-- TEXT SHOWN --
--- START ---
Staunton, October 13 – Most commentaries on Russian attitudes since the Crimean Anschluss have focused on the role of the Kremlin’s propaganda apparatus in creating a new sense of Russian national identity. But Yevgeny Ikhlov argues that what is going on has deeper roots than that.
In a commentary October 13, the Moscow commentator says that what has occurred is rather typical of the kind of “euphoria” that often accompanies the birth of a nation and argues that annexation of Crimea was “the detonator of the birth of a Russian political nation.”
In Russia, he suggests, “people have ceased to complain about poverty and need because the nation is emerging from a state of psychological depression,” and that is happening because it is “now at the stage of euphoria arising out of the birth of a nation,” something that usually but not always requires the emergence of a civil society at the same time.
Indeed, at least in part, Ikhlov says, “Putin has fulfilled the work of Navalny and Kasparov: he has created an [ethnic] Russian political nation,” one that has emerged in a way that is psychologically “comfortable” for Russians because it has not required that they break with their “imperial inheritance.”
--- END ---
-- DATA PROVIDED --
--- START ---
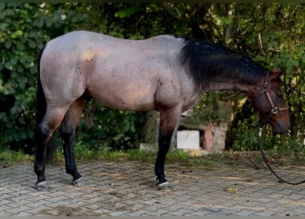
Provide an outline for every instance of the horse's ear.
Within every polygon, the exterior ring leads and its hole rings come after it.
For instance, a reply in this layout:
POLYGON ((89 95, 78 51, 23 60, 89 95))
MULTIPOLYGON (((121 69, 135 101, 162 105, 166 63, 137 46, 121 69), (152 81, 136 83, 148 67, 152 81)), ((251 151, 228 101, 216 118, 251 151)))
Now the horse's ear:
POLYGON ((280 69, 280 68, 276 68, 272 72, 271 72, 271 76, 273 78, 279 78, 285 72, 286 68, 284 69, 280 69))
--- END ---
-- ACTIVITY LIST --
1) What does the commentary on Russian national identity say the annexation of Crimea was the detonator of?
2) Please print the part of the commentary on Russian national identity that opens with the words containing "In a commentary" and closes with "the same time.".

-- PROBLEM SOLUTIONS --
1) The birth of a Russian political nation.

2)
In a commentary October 13, the Moscow commentator says that what has occurred is rather typical of the kind of “euphoria” that often accompanies the birth of a nation and argues that annexation of Crimea was “the detonator of the birth of a Russian political nation.”
In Russia, he suggests, “people have ceased to complain about poverty and need because the nation is emerging from a state of psychological depression,” and that is happening because it is “now at the stage of euphoria arising out of the birth of a nation,” something that usually but not always requires the emergence of a civil society at the same time.